[Okuma Metni]
+-------+
16 Ocak 2010 Cumartesi

İsveç’te işkolu olarak ilk kitap basımevi 1725’te Stockholm ile tarihlenmiş; On üçüncü yazı

Officina Typographica, Latince. Türkçesi kitap basımevi, demektir.

1800 başlarında İsveç’te değişik kentlerde, böyle otuz beş kitap basımevi serbest girişimcilikle ve yeni zanaat olarak ticaret sahnesinde yer alır.

Bunlardan on üç tanesi Stockholm yükseliş tarihini parlak günleriyle yaşamış.

Değerli İzleyici,

Kristal kar elmasları ile ağaçların sarmaladığı bu soğuk günlerden geçerken, kimilerine sıkıcı görünen tarih konusunu unutalım.

Bununla birlikte İsveç’te ileriye dönük evrilmenin kilometre taşı olan kitap basımevi konusunu bir izlek tema olarak yedekte tutalım ve kısaca bakalım bir yandan.
+-------+
[Veri Kesitleri]
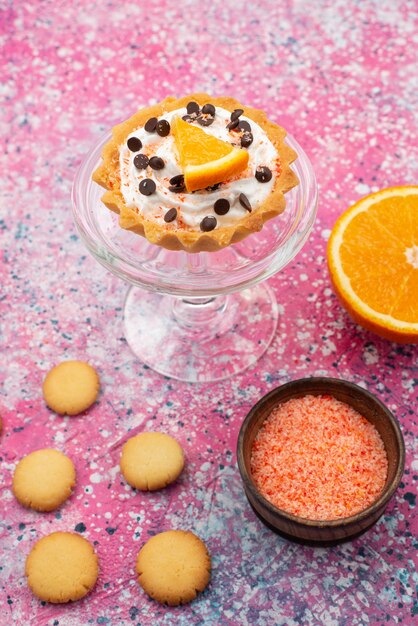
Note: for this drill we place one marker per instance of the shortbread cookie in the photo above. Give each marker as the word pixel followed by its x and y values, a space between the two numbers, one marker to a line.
pixel 43 479
pixel 196 173
pixel 151 461
pixel 71 387
pixel 62 567
pixel 173 567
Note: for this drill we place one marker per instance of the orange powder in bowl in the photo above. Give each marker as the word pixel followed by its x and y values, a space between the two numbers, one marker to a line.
pixel 318 458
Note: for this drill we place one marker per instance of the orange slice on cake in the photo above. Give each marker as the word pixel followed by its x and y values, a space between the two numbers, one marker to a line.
pixel 205 160
pixel 373 262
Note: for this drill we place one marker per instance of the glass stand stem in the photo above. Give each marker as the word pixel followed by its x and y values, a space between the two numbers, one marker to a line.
pixel 200 339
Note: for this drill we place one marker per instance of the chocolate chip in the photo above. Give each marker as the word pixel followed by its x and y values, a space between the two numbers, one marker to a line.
pixel 236 113
pixel 243 200
pixel 243 125
pixel 177 180
pixel 232 124
pixel 213 187
pixel 141 161
pixel 208 223
pixel 221 206
pixel 134 144
pixel 156 163
pixel 171 215
pixel 209 109
pixel 151 125
pixel 193 107
pixel 205 121
pixel 246 139
pixel 163 128
pixel 147 187
pixel 263 174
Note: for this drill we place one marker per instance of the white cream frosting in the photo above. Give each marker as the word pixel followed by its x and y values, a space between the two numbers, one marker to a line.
pixel 193 207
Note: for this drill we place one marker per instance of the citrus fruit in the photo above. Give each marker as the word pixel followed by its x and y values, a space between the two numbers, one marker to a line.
pixel 205 159
pixel 373 262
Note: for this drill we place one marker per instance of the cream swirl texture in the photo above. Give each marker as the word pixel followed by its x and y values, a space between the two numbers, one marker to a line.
pixel 193 207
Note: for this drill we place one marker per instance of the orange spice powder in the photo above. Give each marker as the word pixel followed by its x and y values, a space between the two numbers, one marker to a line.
pixel 318 458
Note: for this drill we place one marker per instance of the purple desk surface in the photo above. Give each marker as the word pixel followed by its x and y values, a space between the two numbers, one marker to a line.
pixel 342 78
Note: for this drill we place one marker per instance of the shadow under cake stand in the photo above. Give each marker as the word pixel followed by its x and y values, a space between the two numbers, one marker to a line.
pixel 197 317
+-------+
[Görev Listesi]
**a.** İsveç'teki kitap basımevleriyle ilgili okuma metnine göre aşağıdaki soruları cevaplayın.
(i) İsveç'te işkolu olarak ilk kitap basımevi hangi yıl ve hangi kentle tarihlenmiştir?
(ii) "Officina Typographica" hangi dildedir ve Türkçesi nedir?
(iii) 1800 başlarında İsveç'te kaç kitap basımevi ticaret sahnesinde yer alır?
**b.** İsveç'teki kitap basımevleri hakkındaki metni, son cümlesinden sonra kaldığı yerden sürdürün.

[Cevaplar]
**a.**
(i) 1725 yılı ve Stockholm kentiyle tarihlenmiştir.
(ii) Latincedir. Türkçesi "kitap basımevi" demektir.
(iii) Otuz beş kitap basımevi yer alır.

**b.**
Kitap sevmezlere inat, kitap, kitapçılık hem güncel/popüler olgudur ve tüm anti/kitapçı potansiyel güçlere karşın bugün yine de gündem belirliyor, yarışta pek çok şeyle atbaşı gidiyor ve bu direngenliği ile kitap, kitleleri yönetme sevdasıyla yaşayanların canlarını sıkmaya devam ediyor bir yandan. Bakın, konuyu işte böyle bir yerden tutamayız!

Tutsak bile taşıyamayız bugün için. Şöyle bakalım konuya; iyi de bir hamle olarak hayatımıza ne kattı kitap? Bunu da bırakalım!

Kağıtsız bir dünya tasarımı hızlansa ve en umulmadık yerlere bu yöntemle ulaşabilse de insan, kitap severlerdeki dokunma duyumu çok ayrı bir dünya ile yaşıyor bugün de. Nasıl, iyi mi? Evet, ilerleyelim!

Şimdi kısa kısa notlar düşmek ve İsveç kitap dünyası ile ortak bir kulvar koşusu tutturmak ve ortalama bir yerden bu konuya bakmak nasıl olur? Bakın, İsveç’te ilk kitap basımı binası 1725’te Stockholm ile tarihlenmiş. Evet! Bu iyi!

Bu kulvarda ilerliyoruz bugün. Burada 1830’larda görülen küçük bir işletme. El kumandalı baskı makinesi işlemi ile günümüze dek gelen bir örnek sunumu ilkin. Sonrasını izleyici kendi imge dünyası ile belirler.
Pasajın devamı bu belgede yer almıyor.